[Material provided Boundary: Start]

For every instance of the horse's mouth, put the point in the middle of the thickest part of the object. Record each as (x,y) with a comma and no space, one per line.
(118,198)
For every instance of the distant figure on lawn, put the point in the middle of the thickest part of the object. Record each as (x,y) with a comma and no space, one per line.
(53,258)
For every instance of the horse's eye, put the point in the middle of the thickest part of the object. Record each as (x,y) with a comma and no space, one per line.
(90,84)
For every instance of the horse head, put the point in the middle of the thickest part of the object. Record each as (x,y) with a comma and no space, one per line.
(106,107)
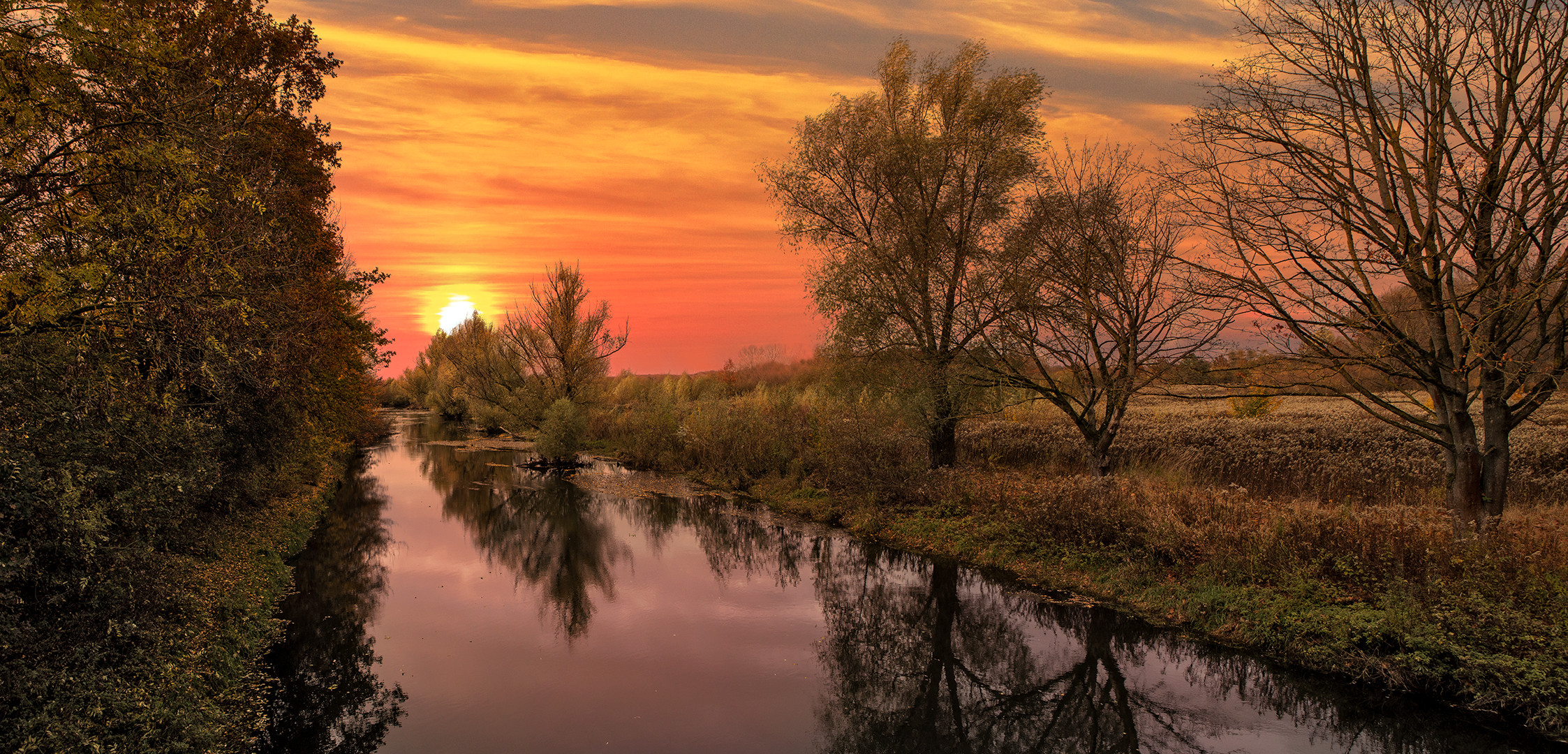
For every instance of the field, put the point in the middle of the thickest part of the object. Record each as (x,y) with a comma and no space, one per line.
(1313,533)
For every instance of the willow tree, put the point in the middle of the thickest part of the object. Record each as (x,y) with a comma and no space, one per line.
(902,193)
(1368,148)
(559,342)
(1109,298)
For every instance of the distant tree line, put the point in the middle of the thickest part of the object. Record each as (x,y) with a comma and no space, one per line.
(537,371)
(182,343)
(1379,182)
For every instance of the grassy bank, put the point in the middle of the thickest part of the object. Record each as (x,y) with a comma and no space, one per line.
(177,667)
(1313,535)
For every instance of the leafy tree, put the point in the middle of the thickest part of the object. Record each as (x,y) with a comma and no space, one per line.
(560,343)
(1109,303)
(1374,146)
(181,339)
(905,193)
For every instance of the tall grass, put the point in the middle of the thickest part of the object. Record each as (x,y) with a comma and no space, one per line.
(1313,533)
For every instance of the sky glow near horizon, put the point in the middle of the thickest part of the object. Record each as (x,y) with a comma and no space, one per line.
(485,140)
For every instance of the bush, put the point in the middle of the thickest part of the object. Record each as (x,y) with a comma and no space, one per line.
(562,431)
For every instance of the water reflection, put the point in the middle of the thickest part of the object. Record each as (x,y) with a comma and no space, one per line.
(328,698)
(922,662)
(915,656)
(560,540)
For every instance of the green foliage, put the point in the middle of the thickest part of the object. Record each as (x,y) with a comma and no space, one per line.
(505,377)
(182,347)
(562,431)
(903,195)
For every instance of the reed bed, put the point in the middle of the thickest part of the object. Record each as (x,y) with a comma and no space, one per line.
(1313,533)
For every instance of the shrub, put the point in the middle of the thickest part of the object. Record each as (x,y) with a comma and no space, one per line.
(562,431)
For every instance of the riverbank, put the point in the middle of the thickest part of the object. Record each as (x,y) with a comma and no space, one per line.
(1474,624)
(179,663)
(1355,574)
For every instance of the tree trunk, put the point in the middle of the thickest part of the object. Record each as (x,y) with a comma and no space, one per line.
(942,438)
(1465,489)
(1495,452)
(1465,468)
(942,425)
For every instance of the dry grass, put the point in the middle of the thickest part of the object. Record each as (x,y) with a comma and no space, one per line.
(1315,449)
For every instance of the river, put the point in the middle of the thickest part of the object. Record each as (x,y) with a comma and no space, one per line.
(457,603)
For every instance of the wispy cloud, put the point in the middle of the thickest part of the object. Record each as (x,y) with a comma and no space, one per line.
(485,140)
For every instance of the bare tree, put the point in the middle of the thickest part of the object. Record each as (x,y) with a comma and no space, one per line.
(903,193)
(560,343)
(1368,146)
(1107,300)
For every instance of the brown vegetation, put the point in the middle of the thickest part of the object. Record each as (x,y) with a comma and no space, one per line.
(1316,533)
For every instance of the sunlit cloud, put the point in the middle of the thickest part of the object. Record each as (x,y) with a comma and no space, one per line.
(457,311)
(487,140)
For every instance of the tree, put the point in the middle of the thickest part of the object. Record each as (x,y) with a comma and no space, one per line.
(1371,146)
(181,337)
(1107,302)
(562,346)
(903,195)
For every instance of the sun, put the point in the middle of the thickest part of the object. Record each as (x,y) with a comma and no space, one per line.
(455,312)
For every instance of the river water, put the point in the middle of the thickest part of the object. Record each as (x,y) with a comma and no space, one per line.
(455,603)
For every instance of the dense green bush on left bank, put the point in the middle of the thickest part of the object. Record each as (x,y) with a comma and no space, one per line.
(184,356)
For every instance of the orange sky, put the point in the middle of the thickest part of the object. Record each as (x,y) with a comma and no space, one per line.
(488,138)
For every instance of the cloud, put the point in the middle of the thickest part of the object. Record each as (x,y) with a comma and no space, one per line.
(487,140)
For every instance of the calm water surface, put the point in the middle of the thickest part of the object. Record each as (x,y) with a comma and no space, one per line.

[Material provided Boundary: End]

• Exercise details: Make an exact copy of the records above, one that has none of the pictures.

• Output of the task:
For every instance of the horse's mouth, put the point in the middle of the thickest part of the object. Record each as (x,y) with a comma and no space, one per line.
(118,198)
For every instance of the distant figure on lawn, put the point in the middle of the thickest part of the object. Record each as (x,y) with a comma and no space, one per line.
(53,258)
For every instance of the horse's eye, put the point in the middle of the thickest part of the object. Record each as (x,y) with a comma and no space, one per line.
(90,84)
For every instance of the horse head, put the point in the middle of the thickest part of the object. Record each as (x,y) with a comma and no space, one per line.
(106,107)
For every instance of the field, put the point in the middle of the thickest part of the object. Record each as (x,y) with a comma and no space, one per line.
(1313,533)
For every instance of the willow tree, put the point in the middle of the thickest part of the object. Record each as (x,y) with a comma and no space, one per line.
(902,193)
(1368,148)
(559,342)
(1109,298)
For every instance of the distant tree line, put the point in the middle of the thickest part of the object. Record each as (x,y) with a comma and no space, one per line.
(537,371)
(182,343)
(1379,182)
For every instance of the grassy bank, put the point in the middle of the thickest part of the object. Record each as (x,y) with a comma and no space, one per line.
(177,667)
(1313,535)
For every instance of the leafy tree, put the point in the middle of the thickest part of the object. Record each as (x,y) with a comma and no space, one per line.
(560,343)
(1109,303)
(1374,146)
(181,339)
(905,193)
For every instance of the tall grass, put the point in the middle of the thickest part of the object. Record each as (x,y) with a comma and no space, one per line.
(1313,533)
For every instance of the sky glow near horizon, put the point in the middle of the thickest part of the object. Record each as (x,y) with a comma and no space, one per line.
(485,140)
For every instance of the bush, put the point in the middle of the thickest part of the object. Record each as (x,y) with a comma and no space, one per line.
(562,431)
For every instance of the water reflection, put the point in the middle of the thickest part of the object. Record each as (x,y) with a comma and no space, one per line.
(328,698)
(922,662)
(915,656)
(560,540)
For every instance of the green foliage, put the point in the middle of the thickest part of the object. Record each as (x,y) with a comma and no space, one per line.
(505,377)
(182,347)
(562,431)
(903,195)
For every instance of the reed bed, put the point in the middle of the thickest part of the object. Record each as (x,y) with a comma and no space, one per line.
(1313,533)
For every instance of the shrub, put the point in the middle of the thickest part of the object. Record each as (x,y) with a comma and no space, one per line.
(562,431)
For every instance of the riverbank, put the point in the middle of the thickest part of the object. Record each as (x,y) with a comma and no space, one per line.
(1474,624)
(179,663)
(1355,574)
For every instance of the tree trunk, put the point in the middle of the thickest part of the object. Record each as (x,y) with a comma and no space, one per line.
(942,438)
(1465,489)
(1495,452)
(1465,468)
(942,425)
For every instance of the dry grass, put the point in the middle of the thickest part of the object. Record each as (x,y) with a comma and no space, one per line.
(1315,449)
For every instance of the river, put the point in the middle of the thickest part of the object. Record each as (x,y) with a comma and no space, one per line.
(457,603)
For every instance of the wispy cloud, put the point in the middle of the thickest part of the object. Record each as (x,y) with a comma and no space, one per line.
(485,140)
For every instance of the bare tree, put the point in the middle of the thickest part of the object. Record each as (x,y) with a comma and no space, one per line.
(903,193)
(560,343)
(1368,146)
(1107,300)
For every instance of the brown vegetation, put the point in the middle of the thickest part of the object. Record each as (x,y) with a comma and no space, one per line.
(1316,533)
For every instance of the sunlit cloud, put the point in the middle of the thickest part of the object. Record each as (x,y) with a comma and no space, one per line.
(457,311)
(487,140)
For every instance of the tree, put the point in the middle of the thickest part of the object. Record each as (x,y) with a comma and no space, one per line.
(1371,146)
(181,337)
(1107,302)
(562,346)
(903,195)
For every instance of the sun, put the point in the middle of the thickest part of the object. Record each as (x,y) with a comma and no space, one per line.
(455,312)
For every instance of the river water, put the point in the middle of the thickest part of the object. Record each as (x,y) with a comma and no space, one per line.
(455,603)
For every instance of the dense green bush on left bank, put the point in the middle of the thickest part of the object. Record each as (x,y) with a comma and no space, one per line.
(184,356)
For every instance of the orange sky, put the point in the middle of the thickest part of the object. Record each as (x,y) with a comma and no space, one per line.
(488,138)
For every instance of the cloud, put the point in the middle of the thickest part of the object. Record each as (x,y) with a comma and no space, one per line.
(487,140)
For every instance of the calm water surface, put the point in the middle of the thickest part of the object. Record each as (x,y) with a comma and no space, one per line.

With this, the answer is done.